# GIVEN DATA
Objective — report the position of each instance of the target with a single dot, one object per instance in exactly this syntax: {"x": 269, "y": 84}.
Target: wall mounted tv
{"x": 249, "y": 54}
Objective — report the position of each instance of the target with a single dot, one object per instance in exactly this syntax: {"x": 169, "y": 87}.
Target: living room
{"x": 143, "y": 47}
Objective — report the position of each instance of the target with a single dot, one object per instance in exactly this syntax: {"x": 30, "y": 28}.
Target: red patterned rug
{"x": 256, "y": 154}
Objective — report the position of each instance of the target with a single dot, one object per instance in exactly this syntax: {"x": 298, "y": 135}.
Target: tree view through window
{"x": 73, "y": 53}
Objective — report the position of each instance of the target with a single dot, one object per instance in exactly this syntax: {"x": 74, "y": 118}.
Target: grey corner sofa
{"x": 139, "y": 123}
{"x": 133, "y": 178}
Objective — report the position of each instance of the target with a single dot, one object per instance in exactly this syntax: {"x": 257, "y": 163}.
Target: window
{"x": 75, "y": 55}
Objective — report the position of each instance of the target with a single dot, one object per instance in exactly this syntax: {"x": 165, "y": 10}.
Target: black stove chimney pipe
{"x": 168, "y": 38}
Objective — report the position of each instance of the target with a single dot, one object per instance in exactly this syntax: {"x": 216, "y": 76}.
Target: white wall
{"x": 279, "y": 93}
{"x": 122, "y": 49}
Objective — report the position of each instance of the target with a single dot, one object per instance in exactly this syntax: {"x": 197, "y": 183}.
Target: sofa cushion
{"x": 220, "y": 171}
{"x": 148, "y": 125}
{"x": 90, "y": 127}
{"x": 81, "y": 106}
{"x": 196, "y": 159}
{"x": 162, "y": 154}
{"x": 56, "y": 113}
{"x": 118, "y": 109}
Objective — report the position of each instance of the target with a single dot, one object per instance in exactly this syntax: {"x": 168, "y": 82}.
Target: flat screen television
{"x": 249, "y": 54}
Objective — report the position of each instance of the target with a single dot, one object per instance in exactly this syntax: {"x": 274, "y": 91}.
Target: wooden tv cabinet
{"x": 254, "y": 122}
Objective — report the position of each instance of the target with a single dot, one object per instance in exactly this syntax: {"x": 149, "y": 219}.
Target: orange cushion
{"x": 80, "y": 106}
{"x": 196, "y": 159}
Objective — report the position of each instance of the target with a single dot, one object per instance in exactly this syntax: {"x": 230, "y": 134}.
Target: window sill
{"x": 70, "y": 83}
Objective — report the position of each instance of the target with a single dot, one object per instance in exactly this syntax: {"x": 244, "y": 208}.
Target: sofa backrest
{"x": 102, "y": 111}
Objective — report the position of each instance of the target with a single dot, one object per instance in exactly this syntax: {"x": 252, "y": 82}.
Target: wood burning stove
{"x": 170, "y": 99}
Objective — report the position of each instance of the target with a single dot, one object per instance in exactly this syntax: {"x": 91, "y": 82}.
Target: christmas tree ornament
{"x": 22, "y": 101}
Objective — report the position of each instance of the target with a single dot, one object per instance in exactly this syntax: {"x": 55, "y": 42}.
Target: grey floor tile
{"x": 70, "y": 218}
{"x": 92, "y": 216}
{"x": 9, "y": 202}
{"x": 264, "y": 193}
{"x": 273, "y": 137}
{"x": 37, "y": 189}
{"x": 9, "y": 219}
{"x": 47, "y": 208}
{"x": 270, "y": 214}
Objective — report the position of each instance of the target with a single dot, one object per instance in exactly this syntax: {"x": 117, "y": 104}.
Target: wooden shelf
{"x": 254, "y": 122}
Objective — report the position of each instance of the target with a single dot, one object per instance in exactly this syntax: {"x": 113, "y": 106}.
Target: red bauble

# PROMPT
Write out all the data again, exactly as it appears.

# SOLUTION TO THE EXERCISE
Objective — report the position of each instance of the target with a single dot, one object per instance in exactly this syntax: {"x": 269, "y": 84}.
Target: wall mounted tv
{"x": 249, "y": 54}
Objective — report the position of each instance of the target with a single dot, one object per instance in exactly this syntax: {"x": 169, "y": 87}.
Target: living room
{"x": 143, "y": 47}
Objective — report the position of each instance of the target with a single dot, one object per instance in exactly this syntax: {"x": 30, "y": 28}.
Target: red patterned rug
{"x": 256, "y": 154}
Objective — report the position of each instance of the target with a single dot, one object per instance in exactly this syntax: {"x": 298, "y": 135}.
Target: tree view through window
{"x": 73, "y": 53}
Objective — report the position of each instance of the target with a single dot, one object per instance in exactly this syntax: {"x": 74, "y": 118}.
Target: grey corner sofa
{"x": 139, "y": 123}
{"x": 133, "y": 178}
Objective — report the position of each instance of the target with a single dot, one object per instance in exactly this syntax: {"x": 257, "y": 163}.
Target: window
{"x": 75, "y": 55}
Objective — report the position of each instance of the target with a single dot, one object per instance in exactly this syntax: {"x": 165, "y": 10}.
Target: black stove chimney pipe
{"x": 168, "y": 38}
Objective — report the position of each instance of the target with a single dot, one object per instance in exactly this syntax: {"x": 216, "y": 76}.
Target: white wall
{"x": 279, "y": 93}
{"x": 122, "y": 49}
Objective — report the position of each instance of the target with a single dot, one object per instance in exactly this syntax: {"x": 197, "y": 183}.
Target: sofa cushion
{"x": 220, "y": 171}
{"x": 148, "y": 125}
{"x": 90, "y": 127}
{"x": 81, "y": 106}
{"x": 196, "y": 159}
{"x": 162, "y": 154}
{"x": 56, "y": 113}
{"x": 118, "y": 109}
Objective — report the position of each instance of the target with a single dot, one object per instance in exactly this syntax: {"x": 168, "y": 82}.
Target: flat screen television
{"x": 249, "y": 54}
Objective — report the position of each instance of the target with a single dot, one object per instance in exactly this syntax: {"x": 274, "y": 91}.
Target: wooden tv cabinet
{"x": 254, "y": 122}
Objective — report the position of each instance of the target with a single dot, one object per instance in exactly this syntax: {"x": 149, "y": 219}.
Target: orange cushion
{"x": 80, "y": 106}
{"x": 196, "y": 159}
Objective — report the position of each instance of the target with a single dot, one object per instance in exactly this syntax: {"x": 230, "y": 134}.
Target: window sill
{"x": 70, "y": 83}
Objective — report the position of each instance of the target with a single dot, one object per instance in exactly this syntax: {"x": 244, "y": 208}.
Target: sofa backrest
{"x": 102, "y": 111}
Objective — report the position of each instance of the target with a single dot, one object per instance in exactly this syntax: {"x": 252, "y": 82}.
Target: wood burning stove
{"x": 170, "y": 99}
Objective — report the position of each instance of the target with a single dot, one object per instance in exactly this syntax: {"x": 91, "y": 82}.
Target: christmas tree ornament
{"x": 22, "y": 101}
Objective — report the position of each instance of the target with a single dot, one object per instance in exactly this syntax: {"x": 55, "y": 42}.
Target: grey floor tile
{"x": 70, "y": 218}
{"x": 92, "y": 216}
{"x": 9, "y": 202}
{"x": 264, "y": 193}
{"x": 273, "y": 137}
{"x": 37, "y": 189}
{"x": 9, "y": 219}
{"x": 47, "y": 208}
{"x": 270, "y": 214}
Objective — report the position of each instance of the target with a single dot, one object per instance in exactly this syntax: {"x": 117, "y": 104}.
Target: wooden shelf
{"x": 254, "y": 122}
Objective — report the position of each instance of the target with a single dot, one object per instance in exactly this syntax: {"x": 113, "y": 106}.
Target: red bauble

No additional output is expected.